Content starts
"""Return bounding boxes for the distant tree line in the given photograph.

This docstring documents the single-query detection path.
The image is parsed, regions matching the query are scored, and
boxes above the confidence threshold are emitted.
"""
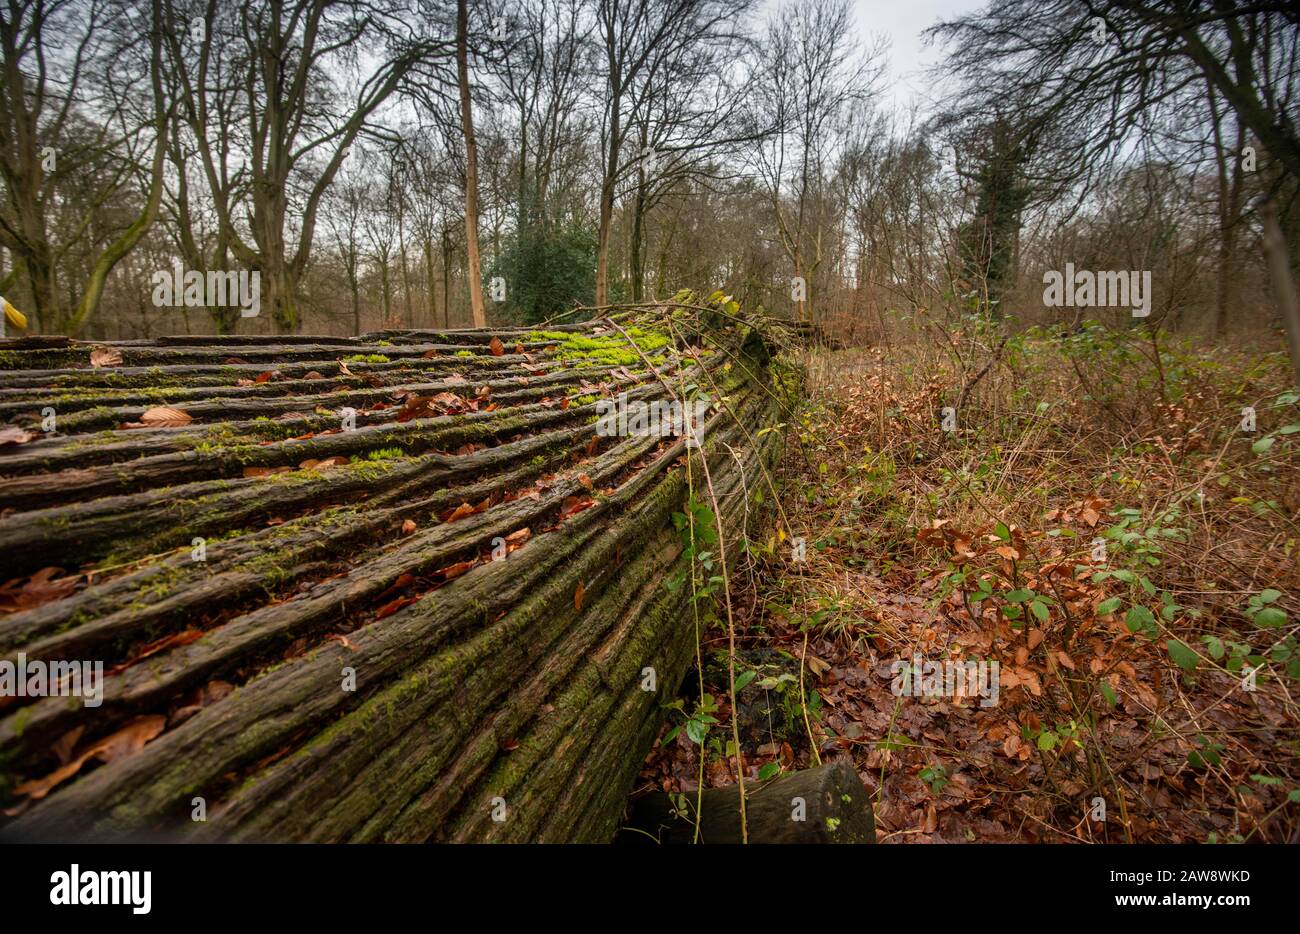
[0,0,1296,340]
Content ends
● **GOAL OF THE EXERCISE**: Nothing but the lines from the one containing "The image is" through the last line of the records above should appear, each repeated exactly, with no pictures.

● **ANSWER AREA**:
The image is parsed, regions matching the query are scored, and
boxes above the confidence threshold are emitted.
"""
[0,0,1296,340]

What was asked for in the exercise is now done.